## begin

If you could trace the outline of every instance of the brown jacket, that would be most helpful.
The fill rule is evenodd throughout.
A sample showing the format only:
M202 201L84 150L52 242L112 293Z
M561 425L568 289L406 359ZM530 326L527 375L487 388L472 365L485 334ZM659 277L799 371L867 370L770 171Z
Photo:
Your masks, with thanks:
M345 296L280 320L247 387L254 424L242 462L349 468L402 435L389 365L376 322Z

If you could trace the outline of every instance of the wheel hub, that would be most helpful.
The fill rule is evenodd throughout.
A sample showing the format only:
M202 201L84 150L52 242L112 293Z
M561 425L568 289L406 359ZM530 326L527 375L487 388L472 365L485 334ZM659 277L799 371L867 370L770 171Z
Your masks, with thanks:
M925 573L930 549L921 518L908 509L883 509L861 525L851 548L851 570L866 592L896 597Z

## end

▶ **Objective**
Can you rewrite the listing above with "most helpful" changed to "greatly appreciated" and everything else left as it is?

▶ **Solution to this problem**
If you could trace the outline of every instance of the brown jacket, that would be greatly appreciated.
The fill rule is evenodd throughout.
A sample showing the format only:
M202 201L84 150L52 242L112 293Z
M561 425L568 289L406 359ZM530 326L527 375L487 388L472 365L485 334ZM659 277L799 371L867 370L770 171Z
Photo:
Your masks, with thanks:
M345 296L280 320L247 387L254 424L242 462L349 468L402 435L389 365L376 322Z

If you could trace the outline of every instance of the wheel hub, that would be greatly appreciated.
The fill rule is evenodd throughout.
A sample showing the format only:
M202 201L84 150L52 242L112 293Z
M561 425L568 289L406 359ZM530 326L527 375L487 388L472 365L485 334ZM659 277L799 371L867 370L770 171Z
Your masks, with thanks:
M925 573L930 549L921 518L908 509L883 509L861 525L851 548L851 570L866 592L896 597Z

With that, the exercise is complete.